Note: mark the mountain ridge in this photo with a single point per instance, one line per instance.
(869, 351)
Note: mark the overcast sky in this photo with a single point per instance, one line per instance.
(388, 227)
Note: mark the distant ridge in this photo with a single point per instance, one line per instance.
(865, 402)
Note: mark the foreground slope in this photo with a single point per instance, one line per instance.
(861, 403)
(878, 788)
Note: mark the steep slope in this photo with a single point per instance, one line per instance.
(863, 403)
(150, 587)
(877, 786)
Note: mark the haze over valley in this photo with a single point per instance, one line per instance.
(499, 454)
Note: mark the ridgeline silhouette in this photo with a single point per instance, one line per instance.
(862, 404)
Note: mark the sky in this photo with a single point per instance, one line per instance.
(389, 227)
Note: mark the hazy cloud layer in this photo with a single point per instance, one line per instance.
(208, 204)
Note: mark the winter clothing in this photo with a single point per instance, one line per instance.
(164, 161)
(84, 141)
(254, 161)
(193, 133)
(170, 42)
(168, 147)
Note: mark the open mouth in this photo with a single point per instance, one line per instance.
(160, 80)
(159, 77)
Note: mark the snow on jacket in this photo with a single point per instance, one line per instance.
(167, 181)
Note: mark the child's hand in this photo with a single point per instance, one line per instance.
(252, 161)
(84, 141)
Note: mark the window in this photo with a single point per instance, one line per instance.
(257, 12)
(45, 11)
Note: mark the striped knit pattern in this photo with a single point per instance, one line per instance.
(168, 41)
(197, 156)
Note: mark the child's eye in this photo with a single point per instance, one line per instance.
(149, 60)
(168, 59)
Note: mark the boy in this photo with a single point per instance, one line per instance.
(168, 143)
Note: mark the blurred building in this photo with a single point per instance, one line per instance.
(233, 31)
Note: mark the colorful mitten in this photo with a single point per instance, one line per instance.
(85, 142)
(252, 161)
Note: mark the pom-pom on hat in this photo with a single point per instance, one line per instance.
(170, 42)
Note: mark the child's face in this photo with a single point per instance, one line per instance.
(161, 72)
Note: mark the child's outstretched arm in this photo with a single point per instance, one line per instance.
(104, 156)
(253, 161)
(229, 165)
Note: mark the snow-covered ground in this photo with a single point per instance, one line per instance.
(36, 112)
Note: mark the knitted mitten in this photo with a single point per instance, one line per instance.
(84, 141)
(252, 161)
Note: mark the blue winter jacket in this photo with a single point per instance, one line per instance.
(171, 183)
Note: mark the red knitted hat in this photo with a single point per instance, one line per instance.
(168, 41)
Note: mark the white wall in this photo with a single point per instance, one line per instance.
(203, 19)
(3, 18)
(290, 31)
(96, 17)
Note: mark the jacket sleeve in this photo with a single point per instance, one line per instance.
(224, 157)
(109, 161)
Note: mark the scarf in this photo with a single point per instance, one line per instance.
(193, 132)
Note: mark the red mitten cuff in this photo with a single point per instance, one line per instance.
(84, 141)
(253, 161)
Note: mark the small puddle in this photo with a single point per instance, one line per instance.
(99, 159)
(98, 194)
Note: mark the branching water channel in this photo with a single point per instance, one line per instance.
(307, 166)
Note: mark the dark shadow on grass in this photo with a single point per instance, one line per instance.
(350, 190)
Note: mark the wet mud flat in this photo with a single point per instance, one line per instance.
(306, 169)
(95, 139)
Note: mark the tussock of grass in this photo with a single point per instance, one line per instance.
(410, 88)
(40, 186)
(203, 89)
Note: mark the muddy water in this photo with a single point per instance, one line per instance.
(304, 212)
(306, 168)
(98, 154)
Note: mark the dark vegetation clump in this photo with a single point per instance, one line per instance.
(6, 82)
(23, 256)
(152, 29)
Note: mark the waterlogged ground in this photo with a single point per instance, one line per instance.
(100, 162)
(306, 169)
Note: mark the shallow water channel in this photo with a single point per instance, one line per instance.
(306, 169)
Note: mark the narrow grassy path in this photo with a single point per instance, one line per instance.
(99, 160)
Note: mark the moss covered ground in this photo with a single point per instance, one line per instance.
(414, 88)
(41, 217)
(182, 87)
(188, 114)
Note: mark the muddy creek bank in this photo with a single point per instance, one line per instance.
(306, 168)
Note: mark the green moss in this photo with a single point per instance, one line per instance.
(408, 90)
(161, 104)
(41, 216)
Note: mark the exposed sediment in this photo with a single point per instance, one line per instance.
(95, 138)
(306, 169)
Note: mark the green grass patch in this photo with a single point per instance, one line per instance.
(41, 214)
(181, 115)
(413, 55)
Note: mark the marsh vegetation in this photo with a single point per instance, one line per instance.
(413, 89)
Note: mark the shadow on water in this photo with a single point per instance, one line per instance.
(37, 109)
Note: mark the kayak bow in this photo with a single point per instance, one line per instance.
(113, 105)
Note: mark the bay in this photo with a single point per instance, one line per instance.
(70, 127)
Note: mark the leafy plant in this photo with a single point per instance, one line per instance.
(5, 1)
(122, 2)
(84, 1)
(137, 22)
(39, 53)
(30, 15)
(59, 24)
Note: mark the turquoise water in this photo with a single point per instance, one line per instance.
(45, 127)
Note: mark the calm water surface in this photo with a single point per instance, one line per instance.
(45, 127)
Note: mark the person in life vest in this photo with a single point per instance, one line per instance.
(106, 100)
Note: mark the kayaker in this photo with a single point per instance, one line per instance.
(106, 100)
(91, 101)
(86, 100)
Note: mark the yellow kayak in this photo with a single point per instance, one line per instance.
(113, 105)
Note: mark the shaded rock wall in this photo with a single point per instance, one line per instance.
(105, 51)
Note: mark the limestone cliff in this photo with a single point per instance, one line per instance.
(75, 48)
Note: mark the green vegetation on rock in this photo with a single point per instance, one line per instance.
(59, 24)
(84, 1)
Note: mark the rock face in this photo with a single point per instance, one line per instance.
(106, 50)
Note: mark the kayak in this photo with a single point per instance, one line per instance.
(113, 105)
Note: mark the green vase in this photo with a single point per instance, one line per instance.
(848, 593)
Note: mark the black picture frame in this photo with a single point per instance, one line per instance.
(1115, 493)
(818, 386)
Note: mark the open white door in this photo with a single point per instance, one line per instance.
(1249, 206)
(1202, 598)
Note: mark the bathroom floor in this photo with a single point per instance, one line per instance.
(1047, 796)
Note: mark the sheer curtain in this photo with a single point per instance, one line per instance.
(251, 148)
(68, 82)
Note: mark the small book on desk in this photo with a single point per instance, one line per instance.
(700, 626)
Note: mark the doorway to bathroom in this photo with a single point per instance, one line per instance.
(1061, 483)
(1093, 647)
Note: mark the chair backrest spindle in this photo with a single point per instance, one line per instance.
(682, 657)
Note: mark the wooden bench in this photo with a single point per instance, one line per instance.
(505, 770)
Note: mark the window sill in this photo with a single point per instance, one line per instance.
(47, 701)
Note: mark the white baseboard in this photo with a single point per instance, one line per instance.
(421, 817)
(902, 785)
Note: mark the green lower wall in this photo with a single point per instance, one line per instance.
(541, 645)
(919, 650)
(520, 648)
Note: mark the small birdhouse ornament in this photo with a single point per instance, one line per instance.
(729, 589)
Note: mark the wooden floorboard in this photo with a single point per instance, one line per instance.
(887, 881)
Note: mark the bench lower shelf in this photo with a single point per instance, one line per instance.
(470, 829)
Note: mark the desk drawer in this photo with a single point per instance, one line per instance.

WORK INSTRUCTIONS =>
Everything in the records above should be written out again exactly.

EXERCISE SOLUTION =>
Note: mark the mountain ridge in this photo with a single point per instance, one line per instance.
(869, 351)
Note: mark the overcast sky in this photo with a single point per instance, one line per instance.
(388, 227)
Note: mark the distant ridge in this photo with a single point per instance, one line per instance.
(865, 402)
Note: mark the foreground slope in this photo with a single point per instance, one line per instance.
(861, 403)
(878, 788)
Note: mark the steep slope in this photo with a single point per instance, one line per instance.
(863, 403)
(150, 587)
(877, 786)
Note: mark the haze over valley in this photo with a single point per instance, one line per instance.
(499, 454)
Note: mark the ridgeline silhouette in this photo with a single point per instance, one line per instance.
(862, 404)
Note: mark the sky in this photo with a single point per instance, one line per instance.
(389, 227)
Note: mark the hazy cloud layer in this photo with a single point per instance, one line per instance.
(208, 204)
Note: mark the winter clothing in this photo with a single point per instance, one line per instance.
(164, 161)
(84, 141)
(254, 161)
(193, 133)
(170, 42)
(168, 147)
Note: mark the open mouth in this photo with a single point per instance, one line per instance.
(160, 80)
(159, 77)
Note: mark the snow on jacket in this photo with a single point per instance, one line per instance.
(167, 181)
Note: mark the child's hand in this photo with a single point per instance, one line per instance.
(252, 161)
(84, 141)
Note: mark the window in this photo with a single point per instance, one line per instance.
(257, 12)
(45, 11)
Note: mark the striped knit pattern in this photo with a single point per instance, one line per instance.
(168, 41)
(197, 156)
Note: mark the child's eye in this photo with a single point per instance, one line per instance.
(149, 60)
(168, 59)
Note: mark the boy in this photo with a single point per instance, one line per instance.
(168, 143)
Note: mark the blurred building in this photo with a single point per instance, one line per instance.
(233, 31)
Note: mark the colorful mitten in this photo with a single point per instance, one line per instance.
(85, 142)
(252, 161)
Note: mark the pom-pom on hat in this photo with a single point per instance, one line per instance.
(170, 42)
Note: mark the child's face in this photo with a single point per instance, one line per instance.
(161, 72)
Note: mark the child's outstretched arm in this photo with a single point per instance, one line per instance.
(104, 156)
(253, 161)
(229, 165)
Note: mark the snow-covered ground in this photo with a single point per instance, one line per instance.
(36, 112)
Note: mark the knitted mitten in this photo with a single point per instance, one line per instance.
(84, 141)
(252, 161)
Note: mark the blue winter jacket in this photo with a single point per instance, one line per instance.
(171, 183)
Note: mark the red knitted hat in this photo with a single point per instance, one line per instance.
(168, 41)
Note: mark the white wall in this photo with a single point per instance, one line per instance.
(203, 19)
(3, 18)
(290, 31)
(96, 17)
Note: mark the jacket sleeve in this photo with a single point per instance, one line per instance.
(224, 157)
(109, 161)
Note: mark the scarf in this photo with a single point per instance, one line per instance.
(193, 132)
Note: mark the red mitten cuff in this photo with a single point per instance, one line per instance.
(84, 141)
(253, 161)
Note: mark the small puddle in this photo with a single point per instance, one line per instance.
(99, 159)
(98, 194)
Note: mark the branching water channel in this photo with a single point per instance, one line per instance.
(307, 166)
Note: mark the dark shadow on grass in this photo with a single point per instance, one line per instance.
(350, 190)
Note: mark the wet mud flat in this photo with a single point per instance, one line per instance.
(306, 169)
(95, 139)
Note: mark the tussock of grass in this photo with a single point per instance, one line per instance.
(410, 88)
(40, 186)
(203, 89)
Note: mark the muddy water in this photo with a single point per instance, one line per instance.
(304, 212)
(306, 168)
(98, 154)
Note: mark the dark vegetation clump in this photo with a single point per instance, one line per instance.
(6, 82)
(23, 256)
(152, 29)
Note: mark the waterlogged ground in this photo with a single point per instance, one line per instance.
(100, 162)
(306, 169)
Note: mark the shallow water channel in this photo with a single point per instance, one line per instance.
(306, 169)
Note: mark the narrow grassy path in this photo with a single point per instance, one line per instance.
(99, 160)
Note: mark the moss covered ground in this photo with a single point per instance, one line per instance.
(414, 88)
(41, 217)
(182, 87)
(188, 114)
Note: mark the muddy creek bank in this photo with a single point per instance, one line per instance.
(306, 168)
Note: mark the green moss in this photo with a single point per instance, one line per instance.
(408, 90)
(161, 104)
(41, 216)
Note: mark the exposed sediment in this photo with a single point per instance, one line per instance.
(95, 138)
(306, 169)
Note: mark the green grass patch in this photo with a single point per instance, one line per instance.
(41, 214)
(181, 115)
(413, 55)
Note: mark the marsh vegetation in this photo with a single point per instance, one line per instance.
(413, 89)
Note: mark the shadow on water in this photo with a single point per instance, one line per instance.
(37, 109)
Note: mark the kayak bow in this photo with a single point per instance, one line per instance.
(113, 105)
Note: mark the bay in this photo with a single point per instance, one line per instance.
(70, 127)
Note: mark the leafy plant in this photo with a single point per instance, one line per instance.
(5, 1)
(122, 2)
(84, 1)
(137, 22)
(39, 53)
(30, 15)
(59, 24)
Note: mark the turquoise water in this photo with a single point per instance, one line per instance.
(45, 127)
Note: mark the calm water surface in this photo with a single point per instance, one line per instance.
(45, 127)
Note: mark the person in life vest in this photo with a single point per instance, one line per instance.
(106, 100)
Note: mark the kayaker in this photo with a single point per instance, one line per instance.
(106, 100)
(91, 101)
(86, 100)
Note: mark the yellow kayak in this photo with a single point per instance, one line per instance.
(113, 105)
Note: mark the shaded rock wall in this photo with a single point per instance, one line per instance.
(105, 51)
Note: mark the limestone cliff in this photo with a single point per instance, one line per instance.
(75, 48)
Note: mark the green vegetation on rock in this photo with a single point per instance, one line per instance.
(59, 24)
(84, 1)
Note: mark the rock face in this photo with a single point per instance, one line per instance.
(106, 50)
Note: mark the kayak in this photo with a single point per instance, one line per instance.
(113, 105)
Note: mark the green vase in this photo with a single point per instance, one line per instance.
(848, 593)
Note: mark the black picture frame in this photo with a single point per instance, one line per instance.
(1115, 493)
(818, 386)
Note: mark the open white door in this photo with a single point per instance, one line per instance.
(1249, 206)
(1202, 598)
Note: mark the bathroom floor in this photo with a single point per instance, one line per instance.
(1047, 796)
Note: mark the sheer curtain in this photo with a single point per instance, one line per instance.
(251, 148)
(68, 82)
Note: mark the small book on desk in this photo with a single point per instance, one line per instance.
(700, 626)
Note: mark the doorway to bathroom in this photo with a single point per instance, one line per instance.
(1061, 483)
(1093, 647)
Note: mark the chair backrest spindle in this photo with a single point per instance, one line per instance.
(682, 657)
Note: mark the wooden bench in this photo with a single point per instance, one line per instance.
(505, 770)
Note: mark the window sill in this photo with a single point per instance, one line per instance.
(47, 701)
Note: mark the white baseboard in this photo with a single point per instance, one line per instance.
(421, 817)
(902, 785)
Note: mark the green lower wall in this photo with a single point per instance, one line per instance.
(541, 645)
(919, 650)
(520, 648)
Note: mark the small birdhouse ornament in this photo with a single point per instance, one line per instance.
(729, 589)
Note: mark the wooden floorboard in this photo with a single point per instance, one line per instance.
(887, 881)
Note: mark the bench lower shelf in this photo with a single point per instance, one line per instance.
(470, 829)
Note: mark the desk drawer in this photo with a single point per instance, one line per instance.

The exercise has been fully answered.